Saved entries:
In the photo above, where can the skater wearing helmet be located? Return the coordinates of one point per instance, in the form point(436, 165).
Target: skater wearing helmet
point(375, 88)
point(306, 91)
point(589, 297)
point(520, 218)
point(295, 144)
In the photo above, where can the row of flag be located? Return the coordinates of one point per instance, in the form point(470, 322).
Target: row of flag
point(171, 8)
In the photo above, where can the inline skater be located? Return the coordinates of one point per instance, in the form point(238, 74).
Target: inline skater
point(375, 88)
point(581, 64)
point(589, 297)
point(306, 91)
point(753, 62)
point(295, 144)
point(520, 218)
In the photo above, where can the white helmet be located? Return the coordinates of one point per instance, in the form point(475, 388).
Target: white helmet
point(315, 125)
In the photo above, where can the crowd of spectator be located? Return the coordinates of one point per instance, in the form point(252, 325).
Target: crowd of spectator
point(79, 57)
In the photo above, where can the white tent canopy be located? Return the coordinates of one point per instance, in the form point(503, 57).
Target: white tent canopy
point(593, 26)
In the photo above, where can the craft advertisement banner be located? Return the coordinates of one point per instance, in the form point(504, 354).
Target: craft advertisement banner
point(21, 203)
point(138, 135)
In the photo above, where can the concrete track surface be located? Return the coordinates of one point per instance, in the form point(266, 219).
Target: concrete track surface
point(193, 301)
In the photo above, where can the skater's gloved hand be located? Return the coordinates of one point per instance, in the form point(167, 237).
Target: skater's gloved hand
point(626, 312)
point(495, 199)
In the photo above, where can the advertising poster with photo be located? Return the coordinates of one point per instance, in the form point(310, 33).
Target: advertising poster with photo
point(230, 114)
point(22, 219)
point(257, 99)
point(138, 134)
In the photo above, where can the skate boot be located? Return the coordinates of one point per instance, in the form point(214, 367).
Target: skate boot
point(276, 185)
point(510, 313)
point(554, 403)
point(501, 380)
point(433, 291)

• AIM OF THE EXERCISE
When you output the entries, keep every word exactly as it stands.

• ANSWER TO THE EXERCISE
In the photo above, where can the skater wearing helmet be located? Return the coordinates of one point per instance, in the form point(436, 165).
Target: skater wearing helmet
point(375, 88)
point(306, 91)
point(589, 297)
point(520, 218)
point(295, 144)
In the photo above, where can the row of flag be located? Return the coordinates of one point per instance, in the form point(470, 322).
Target: row of flag
point(171, 8)
In the photo above, where can the inline skater be located? Return the coordinates of one point per instance, in the form point(238, 74).
Target: inline skater
point(375, 88)
point(581, 64)
point(589, 297)
point(306, 91)
point(753, 62)
point(295, 144)
point(520, 218)
In the photo above, where can the white helmet be located? Return the coordinates of one point per instance, in the form point(475, 388).
Target: white helmet
point(315, 125)
In the photo above, where can the crowd of spectator be located? Return the coordinates of one point per instance, in the form point(252, 325).
Target: crowd of spectator
point(79, 57)
In the photo above, where can the white tent canopy be located? Return the coordinates of one point per instance, in the form point(503, 57).
Target: white tent canopy
point(593, 26)
In the photo above, where can the craft advertisement banner be located? Return the coordinates of one point per instance, in the form point(504, 354).
Target: craft advertisement banner
point(21, 203)
point(138, 135)
In the photo above, where can the concrete track surface be located? Return the coordinates of one point per instance, in the form point(266, 219).
Target: concrete track surface
point(193, 301)
In the photo above, where can the skater's gloved hand be located? Return the coordinates of one point per instance, in the form point(167, 237).
Target: skater's gloved hand
point(626, 312)
point(495, 199)
In the photo above, where can the advertising poster with photo be located? Return the coordinates of one point per instance, in the form point(310, 33).
Target: advertising poster with photo
point(230, 114)
point(22, 219)
point(257, 99)
point(138, 134)
In the photo above, where can the skate boot be located? Return the coordinates of one point per instance, in the form point(214, 367).
Target: skate boot
point(276, 185)
point(510, 313)
point(554, 403)
point(501, 380)
point(433, 291)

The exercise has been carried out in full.